**TEXT PASSAGE:**

-------

How many habits should I track at once?
Behavior research consistently lands on 3-5 as the sweet spot. Fewer than 3 and the tracker feels under-used; more than 5 and you start missing days, which itself becomes a habit. Start with 3, add a 4th once those are reliable, and consider 5 the upper limit unless you're an experienced habit-stacker.
How long does it take to form a habit?
The popular "21 days" claim is a myth. The most-cited research (Lally et al., 2010) found a median of 66 days to reach automaticity, with a wide range — 18 to 254 days depending on the habit and the person. Plan for 2-3 months of consistent tracking before a habit feels automatic, longer for harder habits like daily exercise.
Should I tick the cell or log a number?
Both work. Ticks (✓ or filled box) are best for binary habits ("meditated today: yes/no"). Numbers are best for measurable habits (push-ups done, glasses of water, minutes practiced). The cells are big enough for either.
What about bullet journal users?
The format mirrors the standard bullet journal habit tracker spread — same rows × days grid, just printed instead of hand-drawn. Use it as a print-and-paste insert in your bujo, or as a standalone monthly sheet.

-------

[Stored data]
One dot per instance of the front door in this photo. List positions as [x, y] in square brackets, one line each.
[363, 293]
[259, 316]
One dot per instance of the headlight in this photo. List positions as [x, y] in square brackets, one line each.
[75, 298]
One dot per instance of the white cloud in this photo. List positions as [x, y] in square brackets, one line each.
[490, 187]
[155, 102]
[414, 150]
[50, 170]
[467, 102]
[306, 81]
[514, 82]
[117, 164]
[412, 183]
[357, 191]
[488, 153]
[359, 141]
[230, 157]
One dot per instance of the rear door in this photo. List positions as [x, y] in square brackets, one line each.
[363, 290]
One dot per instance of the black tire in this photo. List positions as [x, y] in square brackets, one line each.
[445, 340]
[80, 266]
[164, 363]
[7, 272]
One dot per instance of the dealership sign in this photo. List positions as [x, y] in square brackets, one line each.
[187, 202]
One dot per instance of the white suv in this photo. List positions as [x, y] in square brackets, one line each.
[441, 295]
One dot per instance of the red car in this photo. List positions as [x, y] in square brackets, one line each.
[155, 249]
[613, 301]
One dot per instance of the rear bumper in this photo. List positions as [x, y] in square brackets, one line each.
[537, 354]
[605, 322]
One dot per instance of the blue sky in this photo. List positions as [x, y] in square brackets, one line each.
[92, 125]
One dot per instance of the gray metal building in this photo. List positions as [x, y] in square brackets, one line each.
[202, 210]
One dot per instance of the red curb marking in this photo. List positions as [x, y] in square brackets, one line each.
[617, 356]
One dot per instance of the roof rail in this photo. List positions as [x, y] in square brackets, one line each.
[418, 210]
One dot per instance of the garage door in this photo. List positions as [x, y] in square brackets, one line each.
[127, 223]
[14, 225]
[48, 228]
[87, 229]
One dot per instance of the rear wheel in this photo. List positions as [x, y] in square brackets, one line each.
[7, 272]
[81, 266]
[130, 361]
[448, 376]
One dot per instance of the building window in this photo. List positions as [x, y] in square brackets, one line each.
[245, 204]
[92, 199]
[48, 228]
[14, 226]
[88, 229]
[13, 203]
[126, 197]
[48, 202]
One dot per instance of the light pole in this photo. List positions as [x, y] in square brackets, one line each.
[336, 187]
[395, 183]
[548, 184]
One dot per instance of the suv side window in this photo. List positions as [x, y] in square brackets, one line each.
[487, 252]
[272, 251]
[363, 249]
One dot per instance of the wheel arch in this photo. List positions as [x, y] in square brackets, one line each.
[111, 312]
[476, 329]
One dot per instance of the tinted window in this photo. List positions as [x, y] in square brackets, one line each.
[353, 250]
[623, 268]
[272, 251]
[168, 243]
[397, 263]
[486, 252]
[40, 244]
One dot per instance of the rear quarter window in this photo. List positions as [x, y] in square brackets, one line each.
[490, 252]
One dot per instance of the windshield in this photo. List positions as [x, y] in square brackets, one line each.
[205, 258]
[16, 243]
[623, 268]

-------

**TASKS:**
1: In the habit tracker FAQ, what median number of days to reach automaticity did the most-cited research find?
2: Write the next part of the habit tracker FAQ, starting after its final answer.

**ANSWER SET:**
1: 66 days.

2:
Why monthly instead of weekly tracking?
Monthly gives you enough runway to spot streaks and patterns that get hidden in a weekly view (weekends, monthly cycles, the post-vacation slump). For very new habits where week-to-week wins matter most, a weekly tracker (use the Weekly Planner with custom rows) might fit better.
Print or digital — which is better?
Apps (Streaks, Habitica, generic check-off apps) win on automation and history. Paper wins on visibility (a printed sheet on the fridge gets seen 20× a day; an app icon gets ignored), tactile satisfaction (the pen check-off matters more than the tap), and resistance to distraction (no doomscroll on a piece of paper). Many people use both.